### Segmentation dataset records
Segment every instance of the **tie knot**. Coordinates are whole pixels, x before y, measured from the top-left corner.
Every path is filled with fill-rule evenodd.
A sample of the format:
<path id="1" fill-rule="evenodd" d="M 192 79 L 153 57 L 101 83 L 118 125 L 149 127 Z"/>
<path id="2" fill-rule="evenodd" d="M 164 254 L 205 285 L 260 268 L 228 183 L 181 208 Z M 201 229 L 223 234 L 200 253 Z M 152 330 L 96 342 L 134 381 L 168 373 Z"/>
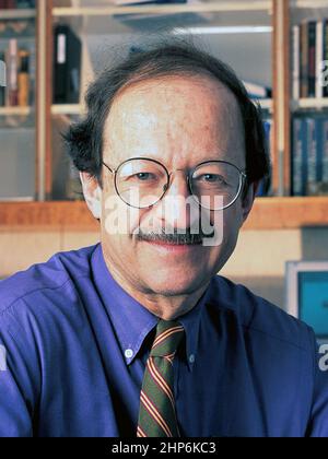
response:
<path id="1" fill-rule="evenodd" d="M 173 357 L 183 339 L 185 329 L 174 320 L 160 320 L 156 327 L 151 357 Z"/>

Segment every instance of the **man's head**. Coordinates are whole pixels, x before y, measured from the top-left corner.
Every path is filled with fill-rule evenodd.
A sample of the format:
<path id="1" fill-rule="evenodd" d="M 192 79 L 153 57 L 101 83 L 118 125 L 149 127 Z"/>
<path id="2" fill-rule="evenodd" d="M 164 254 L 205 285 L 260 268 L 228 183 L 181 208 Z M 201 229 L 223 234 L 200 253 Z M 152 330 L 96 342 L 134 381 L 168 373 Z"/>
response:
<path id="1" fill-rule="evenodd" d="M 269 172 L 258 109 L 231 69 L 176 44 L 105 70 L 86 103 L 85 119 L 70 128 L 67 140 L 86 202 L 101 220 L 110 271 L 144 294 L 200 290 L 233 252 L 256 185 Z M 229 199 L 223 200 L 231 205 L 190 202 L 191 193 L 201 198 L 219 183 L 222 191 L 222 177 L 233 184 L 225 184 Z M 152 205 L 138 204 L 144 189 L 154 195 L 145 198 Z M 118 195 L 114 209 L 112 198 Z M 128 215 L 128 232 L 113 234 L 114 214 Z M 191 235 L 204 221 L 223 231 L 221 244 L 204 246 L 201 232 Z"/>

### What the task asks
Convert all of the data above into a numbered list with one line per item, skipping blank lines and omitting the pictures.

### Task output
1. Segment every instance of the **tie knot**. Coordinates are whole pixels, x before y, measured from the top-left corner.
2. Every path is filled with fill-rule evenodd.
3. A sample of the format:
4. <path id="1" fill-rule="evenodd" d="M 192 79 L 153 57 L 101 83 L 118 125 L 149 127 Z"/>
5. <path id="2" fill-rule="evenodd" d="M 164 254 L 205 285 L 260 268 L 228 183 L 181 208 Z M 201 229 L 223 234 L 200 253 Z M 152 330 L 96 342 L 134 381 L 168 373 Z"/>
6. response:
7. <path id="1" fill-rule="evenodd" d="M 173 357 L 183 339 L 185 329 L 174 320 L 160 320 L 156 327 L 151 357 Z"/>
8. Segment every instance of the **man's head**. Coordinates are whole pixels, x before y, measured from the top-left corner.
9. Every path is filled with fill-rule evenodd.
10. A sample of the format:
11. <path id="1" fill-rule="evenodd" d="M 192 79 L 153 57 L 101 83 L 118 125 L 149 127 Z"/>
12. <path id="2" fill-rule="evenodd" d="M 164 254 L 205 285 L 260 268 L 228 183 L 181 208 Z M 201 229 L 223 234 L 200 253 Z M 152 330 L 96 342 L 134 381 L 168 373 Z"/>
13. response:
14. <path id="1" fill-rule="evenodd" d="M 269 172 L 258 109 L 231 69 L 176 44 L 105 70 L 86 103 L 85 119 L 70 128 L 67 140 L 86 202 L 101 220 L 110 271 L 144 294 L 200 290 L 233 252 L 256 185 Z M 229 199 L 223 200 L 231 205 L 190 202 L 191 193 L 201 198 L 219 183 L 222 191 L 222 177 L 233 184 L 225 184 Z M 152 205 L 138 204 L 144 189 L 154 195 L 145 198 Z M 118 195 L 114 209 L 112 198 Z M 128 215 L 128 232 L 113 234 L 114 214 Z M 191 235 L 204 221 L 223 231 L 221 244 L 204 246 L 201 232 Z"/>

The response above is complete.